**Reading text:**
────────────────────────────────────────
Patzer wrote: Wed Jan 12, 2022 10:20 am
quisp65 wrote: Wed Jan 12, 2022 10:13 am Is 2021 inflation 4.7%? That the average of 12 months.
2021 inflation was 7.04% if you include all categories.
5.5% if you exclude energy and food, which are more volatile traditionally
3.63% if you exclude energy and cars, which for the reasons I stated above were more volatile in 2021 than they are likely to be in 2022.

https://www.bls.gov/news.release/pdf/cpi.pdf
Chip wrote: Wed Jan 12, 2022 10:15 am Nice analysis.

I do wonder if the shortages of front line labor and the resultant wage increases will continue to feed into price increases.

But since I can't afford a crystal ball anymore I'll just accept what comes. :D
I think wage increases at the low end of the pay spectrum have largely been priced in as that pressure existed throughout 2020-2021 with enhanced unemployment insurance and even more strongly with wage competition from other companies in 2021.
There are companies that were hoping that would pass and tried to avoid rising wages. I think their hands will be forced in 2022, if they haven't already been, which will contribute to a continued increase in prices of goods and services created by lower wage workers, but that will be more modest than 2021.
────────────────────────────────────────
**Extracted entries:**
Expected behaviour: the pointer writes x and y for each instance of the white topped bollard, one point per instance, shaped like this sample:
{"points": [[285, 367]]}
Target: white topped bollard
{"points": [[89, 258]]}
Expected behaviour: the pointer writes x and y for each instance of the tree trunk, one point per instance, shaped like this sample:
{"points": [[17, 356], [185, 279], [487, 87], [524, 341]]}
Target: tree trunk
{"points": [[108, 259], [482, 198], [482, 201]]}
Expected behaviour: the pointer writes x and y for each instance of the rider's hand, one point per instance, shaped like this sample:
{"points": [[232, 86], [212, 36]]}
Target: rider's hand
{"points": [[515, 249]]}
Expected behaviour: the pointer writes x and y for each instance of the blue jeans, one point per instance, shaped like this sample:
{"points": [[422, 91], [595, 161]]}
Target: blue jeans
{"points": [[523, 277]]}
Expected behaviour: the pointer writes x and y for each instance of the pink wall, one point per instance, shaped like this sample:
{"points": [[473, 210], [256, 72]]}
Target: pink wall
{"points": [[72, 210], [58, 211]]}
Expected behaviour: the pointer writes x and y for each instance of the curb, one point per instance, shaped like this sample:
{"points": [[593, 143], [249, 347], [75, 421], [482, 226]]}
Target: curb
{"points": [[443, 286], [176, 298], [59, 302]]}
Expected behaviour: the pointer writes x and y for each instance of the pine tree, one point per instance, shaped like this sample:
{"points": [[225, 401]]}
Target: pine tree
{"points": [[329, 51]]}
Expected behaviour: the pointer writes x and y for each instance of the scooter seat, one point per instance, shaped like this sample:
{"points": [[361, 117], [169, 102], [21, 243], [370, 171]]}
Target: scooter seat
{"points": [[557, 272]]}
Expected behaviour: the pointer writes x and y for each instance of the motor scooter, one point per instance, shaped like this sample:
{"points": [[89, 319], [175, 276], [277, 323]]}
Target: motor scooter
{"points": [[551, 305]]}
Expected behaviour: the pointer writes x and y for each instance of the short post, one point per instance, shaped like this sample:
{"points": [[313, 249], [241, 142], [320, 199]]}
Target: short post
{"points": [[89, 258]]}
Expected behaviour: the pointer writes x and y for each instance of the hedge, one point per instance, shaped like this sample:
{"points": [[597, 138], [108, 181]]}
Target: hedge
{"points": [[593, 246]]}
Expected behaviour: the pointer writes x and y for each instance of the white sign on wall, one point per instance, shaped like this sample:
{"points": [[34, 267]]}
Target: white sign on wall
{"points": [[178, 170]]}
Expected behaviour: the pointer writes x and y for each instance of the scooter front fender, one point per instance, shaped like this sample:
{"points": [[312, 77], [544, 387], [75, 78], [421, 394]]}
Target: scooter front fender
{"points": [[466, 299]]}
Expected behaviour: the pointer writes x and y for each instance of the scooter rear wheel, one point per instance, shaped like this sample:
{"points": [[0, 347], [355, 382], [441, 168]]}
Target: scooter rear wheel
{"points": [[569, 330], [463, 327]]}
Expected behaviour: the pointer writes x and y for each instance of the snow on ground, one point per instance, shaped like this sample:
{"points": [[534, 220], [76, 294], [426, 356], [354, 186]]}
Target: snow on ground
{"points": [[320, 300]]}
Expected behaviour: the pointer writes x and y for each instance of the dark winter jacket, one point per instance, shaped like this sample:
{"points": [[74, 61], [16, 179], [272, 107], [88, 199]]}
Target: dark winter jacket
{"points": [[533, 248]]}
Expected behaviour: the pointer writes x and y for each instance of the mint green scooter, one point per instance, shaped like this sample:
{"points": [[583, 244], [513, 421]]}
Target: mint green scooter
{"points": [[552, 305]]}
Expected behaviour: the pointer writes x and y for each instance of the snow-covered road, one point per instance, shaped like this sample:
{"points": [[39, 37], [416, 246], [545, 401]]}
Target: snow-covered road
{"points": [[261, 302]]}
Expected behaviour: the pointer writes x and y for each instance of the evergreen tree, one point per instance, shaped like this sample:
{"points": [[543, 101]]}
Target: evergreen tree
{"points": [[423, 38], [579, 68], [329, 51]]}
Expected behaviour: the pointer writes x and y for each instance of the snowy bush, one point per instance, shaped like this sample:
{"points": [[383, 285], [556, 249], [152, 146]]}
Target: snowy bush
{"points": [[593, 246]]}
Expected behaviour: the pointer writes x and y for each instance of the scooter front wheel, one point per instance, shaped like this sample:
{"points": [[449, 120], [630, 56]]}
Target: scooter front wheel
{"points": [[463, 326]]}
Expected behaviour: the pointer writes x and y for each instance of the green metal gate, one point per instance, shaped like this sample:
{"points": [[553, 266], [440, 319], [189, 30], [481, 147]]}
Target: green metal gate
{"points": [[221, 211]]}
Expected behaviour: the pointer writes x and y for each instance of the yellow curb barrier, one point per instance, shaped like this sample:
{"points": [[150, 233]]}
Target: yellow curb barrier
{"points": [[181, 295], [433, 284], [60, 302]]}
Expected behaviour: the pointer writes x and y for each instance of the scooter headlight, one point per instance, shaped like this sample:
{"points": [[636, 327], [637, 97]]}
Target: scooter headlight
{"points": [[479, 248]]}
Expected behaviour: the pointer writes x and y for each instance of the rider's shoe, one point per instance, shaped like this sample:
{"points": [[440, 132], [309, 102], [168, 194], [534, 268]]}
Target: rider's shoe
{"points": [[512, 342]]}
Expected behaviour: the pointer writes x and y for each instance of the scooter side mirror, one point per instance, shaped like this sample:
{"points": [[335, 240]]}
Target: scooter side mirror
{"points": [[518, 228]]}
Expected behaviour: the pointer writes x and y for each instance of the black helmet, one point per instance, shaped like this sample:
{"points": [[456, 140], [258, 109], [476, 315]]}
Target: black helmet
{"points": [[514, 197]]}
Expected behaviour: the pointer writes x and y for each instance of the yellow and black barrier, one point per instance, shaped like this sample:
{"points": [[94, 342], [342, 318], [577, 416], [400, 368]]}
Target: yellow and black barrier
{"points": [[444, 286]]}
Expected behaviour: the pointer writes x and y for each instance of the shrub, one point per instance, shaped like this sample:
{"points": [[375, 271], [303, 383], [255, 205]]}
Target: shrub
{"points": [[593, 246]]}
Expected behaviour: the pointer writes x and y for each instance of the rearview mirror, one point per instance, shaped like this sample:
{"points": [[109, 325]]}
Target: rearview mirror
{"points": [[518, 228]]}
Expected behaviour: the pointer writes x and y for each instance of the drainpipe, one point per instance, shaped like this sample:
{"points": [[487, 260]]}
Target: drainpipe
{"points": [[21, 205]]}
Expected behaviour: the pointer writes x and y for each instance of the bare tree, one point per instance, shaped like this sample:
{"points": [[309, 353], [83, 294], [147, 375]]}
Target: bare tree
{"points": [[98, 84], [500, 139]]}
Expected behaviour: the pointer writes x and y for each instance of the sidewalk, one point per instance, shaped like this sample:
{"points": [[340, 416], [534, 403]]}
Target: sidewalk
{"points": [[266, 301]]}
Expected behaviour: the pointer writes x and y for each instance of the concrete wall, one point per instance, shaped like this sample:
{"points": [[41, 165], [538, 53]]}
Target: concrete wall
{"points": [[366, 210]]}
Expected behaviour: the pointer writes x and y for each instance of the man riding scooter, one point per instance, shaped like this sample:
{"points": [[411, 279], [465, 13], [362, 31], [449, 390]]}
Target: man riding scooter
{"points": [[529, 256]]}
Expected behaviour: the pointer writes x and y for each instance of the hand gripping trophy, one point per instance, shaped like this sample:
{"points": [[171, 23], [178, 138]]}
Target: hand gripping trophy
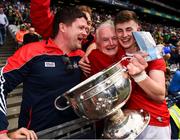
{"points": [[102, 96]]}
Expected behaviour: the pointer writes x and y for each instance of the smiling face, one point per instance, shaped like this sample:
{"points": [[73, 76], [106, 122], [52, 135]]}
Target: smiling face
{"points": [[107, 41], [76, 32], [124, 33]]}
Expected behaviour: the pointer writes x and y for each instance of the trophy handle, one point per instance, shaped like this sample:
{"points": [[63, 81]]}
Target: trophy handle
{"points": [[58, 106]]}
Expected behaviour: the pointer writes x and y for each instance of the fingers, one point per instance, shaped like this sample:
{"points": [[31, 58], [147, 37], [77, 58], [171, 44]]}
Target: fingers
{"points": [[137, 64], [24, 133]]}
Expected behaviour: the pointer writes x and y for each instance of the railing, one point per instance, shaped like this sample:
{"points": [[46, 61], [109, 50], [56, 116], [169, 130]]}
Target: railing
{"points": [[79, 129]]}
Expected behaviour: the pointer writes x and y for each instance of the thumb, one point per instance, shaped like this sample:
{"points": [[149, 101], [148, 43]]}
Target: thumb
{"points": [[86, 59]]}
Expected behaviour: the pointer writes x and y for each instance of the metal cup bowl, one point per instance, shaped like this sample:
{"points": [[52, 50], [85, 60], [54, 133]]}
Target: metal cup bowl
{"points": [[100, 95]]}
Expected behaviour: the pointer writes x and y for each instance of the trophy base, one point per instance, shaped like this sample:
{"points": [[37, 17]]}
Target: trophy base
{"points": [[128, 126]]}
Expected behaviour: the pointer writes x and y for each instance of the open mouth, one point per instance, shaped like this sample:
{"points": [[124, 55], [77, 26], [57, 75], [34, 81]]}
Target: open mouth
{"points": [[112, 48]]}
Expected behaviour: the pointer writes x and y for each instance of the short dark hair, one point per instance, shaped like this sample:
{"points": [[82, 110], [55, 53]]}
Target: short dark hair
{"points": [[125, 16], [67, 15]]}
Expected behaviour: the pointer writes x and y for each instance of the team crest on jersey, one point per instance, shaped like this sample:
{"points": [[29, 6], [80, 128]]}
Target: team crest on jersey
{"points": [[50, 64]]}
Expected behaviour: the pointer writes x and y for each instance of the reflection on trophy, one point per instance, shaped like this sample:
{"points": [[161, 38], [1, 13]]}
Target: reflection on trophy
{"points": [[102, 96]]}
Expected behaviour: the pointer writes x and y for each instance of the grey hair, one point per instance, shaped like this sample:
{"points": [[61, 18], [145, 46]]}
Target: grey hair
{"points": [[107, 23]]}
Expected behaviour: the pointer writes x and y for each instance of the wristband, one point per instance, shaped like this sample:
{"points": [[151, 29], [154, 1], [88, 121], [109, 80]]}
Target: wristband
{"points": [[140, 77]]}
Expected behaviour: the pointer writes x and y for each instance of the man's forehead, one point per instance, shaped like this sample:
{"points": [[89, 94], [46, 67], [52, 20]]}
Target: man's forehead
{"points": [[81, 20]]}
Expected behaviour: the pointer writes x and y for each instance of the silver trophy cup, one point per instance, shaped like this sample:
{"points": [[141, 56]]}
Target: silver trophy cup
{"points": [[102, 96]]}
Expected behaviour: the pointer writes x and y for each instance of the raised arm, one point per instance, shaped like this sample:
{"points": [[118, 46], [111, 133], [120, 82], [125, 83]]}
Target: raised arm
{"points": [[42, 17]]}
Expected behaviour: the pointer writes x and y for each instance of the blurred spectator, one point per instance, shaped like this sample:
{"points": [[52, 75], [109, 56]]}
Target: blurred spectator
{"points": [[31, 36], [173, 39], [3, 24], [20, 34]]}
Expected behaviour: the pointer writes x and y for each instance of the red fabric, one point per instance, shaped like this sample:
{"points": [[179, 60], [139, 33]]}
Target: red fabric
{"points": [[100, 61], [29, 51], [3, 131], [139, 100], [42, 17]]}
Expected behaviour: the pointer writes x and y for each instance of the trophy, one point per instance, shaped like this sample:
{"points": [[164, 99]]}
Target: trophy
{"points": [[102, 96]]}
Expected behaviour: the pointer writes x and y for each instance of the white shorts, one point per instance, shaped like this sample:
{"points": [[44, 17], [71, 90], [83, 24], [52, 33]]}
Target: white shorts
{"points": [[156, 132]]}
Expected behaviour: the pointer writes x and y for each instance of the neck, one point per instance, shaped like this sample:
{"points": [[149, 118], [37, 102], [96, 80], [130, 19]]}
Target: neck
{"points": [[62, 44]]}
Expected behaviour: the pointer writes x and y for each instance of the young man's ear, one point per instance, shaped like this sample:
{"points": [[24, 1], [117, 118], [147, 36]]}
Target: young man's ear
{"points": [[62, 27]]}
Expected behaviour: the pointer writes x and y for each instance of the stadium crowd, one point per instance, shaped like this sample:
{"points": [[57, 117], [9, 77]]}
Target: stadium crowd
{"points": [[18, 13]]}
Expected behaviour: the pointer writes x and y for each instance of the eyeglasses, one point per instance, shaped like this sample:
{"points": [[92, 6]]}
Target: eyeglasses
{"points": [[69, 66]]}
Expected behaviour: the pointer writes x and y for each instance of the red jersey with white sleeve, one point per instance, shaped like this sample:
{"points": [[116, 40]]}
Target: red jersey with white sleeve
{"points": [[158, 111]]}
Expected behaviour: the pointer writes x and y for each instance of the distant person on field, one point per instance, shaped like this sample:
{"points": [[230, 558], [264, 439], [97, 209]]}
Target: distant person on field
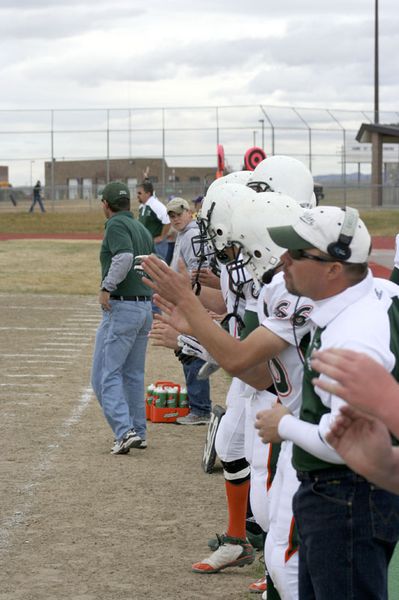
{"points": [[11, 195], [180, 214], [37, 197], [121, 341], [153, 215]]}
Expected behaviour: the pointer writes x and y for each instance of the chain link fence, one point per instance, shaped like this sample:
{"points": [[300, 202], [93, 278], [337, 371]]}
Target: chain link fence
{"points": [[324, 139]]}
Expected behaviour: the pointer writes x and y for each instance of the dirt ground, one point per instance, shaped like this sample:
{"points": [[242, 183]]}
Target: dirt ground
{"points": [[80, 524]]}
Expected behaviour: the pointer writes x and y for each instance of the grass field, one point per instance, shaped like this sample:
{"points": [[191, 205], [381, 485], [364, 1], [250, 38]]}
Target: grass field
{"points": [[379, 222]]}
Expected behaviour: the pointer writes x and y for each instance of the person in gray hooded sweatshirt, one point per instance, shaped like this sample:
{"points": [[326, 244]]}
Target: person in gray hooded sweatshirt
{"points": [[182, 221]]}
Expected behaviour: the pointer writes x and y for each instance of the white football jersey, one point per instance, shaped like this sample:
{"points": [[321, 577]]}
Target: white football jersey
{"points": [[287, 316]]}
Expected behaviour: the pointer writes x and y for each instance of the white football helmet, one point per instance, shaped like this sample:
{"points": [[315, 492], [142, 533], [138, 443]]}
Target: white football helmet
{"points": [[285, 175], [248, 230], [235, 177], [217, 209]]}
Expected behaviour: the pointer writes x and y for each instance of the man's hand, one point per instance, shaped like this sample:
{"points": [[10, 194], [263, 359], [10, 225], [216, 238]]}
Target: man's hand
{"points": [[191, 346], [169, 284], [163, 334], [206, 277], [267, 422], [103, 298], [357, 378], [365, 445]]}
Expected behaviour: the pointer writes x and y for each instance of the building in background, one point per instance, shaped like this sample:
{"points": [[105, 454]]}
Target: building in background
{"points": [[84, 179]]}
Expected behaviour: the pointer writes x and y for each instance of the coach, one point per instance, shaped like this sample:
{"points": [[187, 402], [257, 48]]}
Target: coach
{"points": [[121, 340]]}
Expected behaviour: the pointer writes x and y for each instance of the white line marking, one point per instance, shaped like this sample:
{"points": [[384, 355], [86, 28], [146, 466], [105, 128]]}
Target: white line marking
{"points": [[22, 384], [28, 375], [39, 471]]}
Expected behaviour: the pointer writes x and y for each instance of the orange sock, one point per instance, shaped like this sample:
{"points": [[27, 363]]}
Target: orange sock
{"points": [[237, 499]]}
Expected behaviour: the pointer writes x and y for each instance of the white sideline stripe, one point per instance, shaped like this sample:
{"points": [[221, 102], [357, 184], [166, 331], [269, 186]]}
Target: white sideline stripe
{"points": [[40, 470], [34, 356], [27, 375], [14, 367], [22, 384], [44, 348], [74, 344], [61, 329], [40, 360], [56, 307]]}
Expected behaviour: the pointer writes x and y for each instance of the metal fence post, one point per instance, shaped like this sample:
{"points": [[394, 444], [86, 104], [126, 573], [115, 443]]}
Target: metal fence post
{"points": [[108, 169]]}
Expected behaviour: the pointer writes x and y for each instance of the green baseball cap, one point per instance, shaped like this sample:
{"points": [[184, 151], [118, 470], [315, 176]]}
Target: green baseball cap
{"points": [[115, 191]]}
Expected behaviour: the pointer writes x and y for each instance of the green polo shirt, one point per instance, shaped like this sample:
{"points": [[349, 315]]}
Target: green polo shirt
{"points": [[150, 220], [124, 234]]}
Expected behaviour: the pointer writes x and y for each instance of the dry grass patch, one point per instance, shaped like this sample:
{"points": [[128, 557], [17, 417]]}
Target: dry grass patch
{"points": [[50, 267]]}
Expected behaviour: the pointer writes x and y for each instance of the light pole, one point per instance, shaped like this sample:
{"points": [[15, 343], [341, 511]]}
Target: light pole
{"points": [[376, 60], [262, 122]]}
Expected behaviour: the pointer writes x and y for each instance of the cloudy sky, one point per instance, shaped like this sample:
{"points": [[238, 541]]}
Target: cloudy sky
{"points": [[117, 53], [83, 54]]}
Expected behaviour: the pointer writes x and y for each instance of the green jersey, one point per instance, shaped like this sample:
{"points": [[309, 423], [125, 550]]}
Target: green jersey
{"points": [[123, 234]]}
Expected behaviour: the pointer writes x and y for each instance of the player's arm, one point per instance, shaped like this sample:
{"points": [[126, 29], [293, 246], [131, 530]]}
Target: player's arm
{"points": [[365, 444], [233, 355], [361, 381]]}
────────────────────────────────────────
**Exercise description:**
Reproduce the forum discussion about 2021 inflation in full, word for word.

**Output of the task:**
Patzer wrote: Wed Jan 12, 2022 10:20 am
quisp65 wrote: Wed Jan 12, 2022 10:13 am Is 2021 inflation 4.7%? That the average of 12 months.
2021 inflation was 7.04% if you include all categories.
5.5% if you exclude energy and food, which are more volatile traditionally
3.63% if you exclude energy and cars, which for the reasons I stated above were more volatile in 2021 than they are likely to be in 2022.

https://www.bls.gov/news.release/pdf/cpi.pdf
Chip wrote: Wed Jan 12, 2022 10:15 am Nice analysis.

I do wonder if the shortages of front line labor and the resultant wage increases will continue to feed into price increases.

But since I can't afford a crystal ball anymore I'll just accept what comes. :D
I think wage increases at the low end of the pay spectrum have largely been priced in as that pressure existed throughout 2020-2021 with enhanced unemployment insurance and even more strongly with wage competition from other companies in 2021.
There are companies that were hoping that would pass and tried to avoid rising wages. I think their hands will be forced in 2022, if they haven't already been, which will contribute to a continued increase in prices of goods and services created by lower wage workers, but that will be more modest than 2021.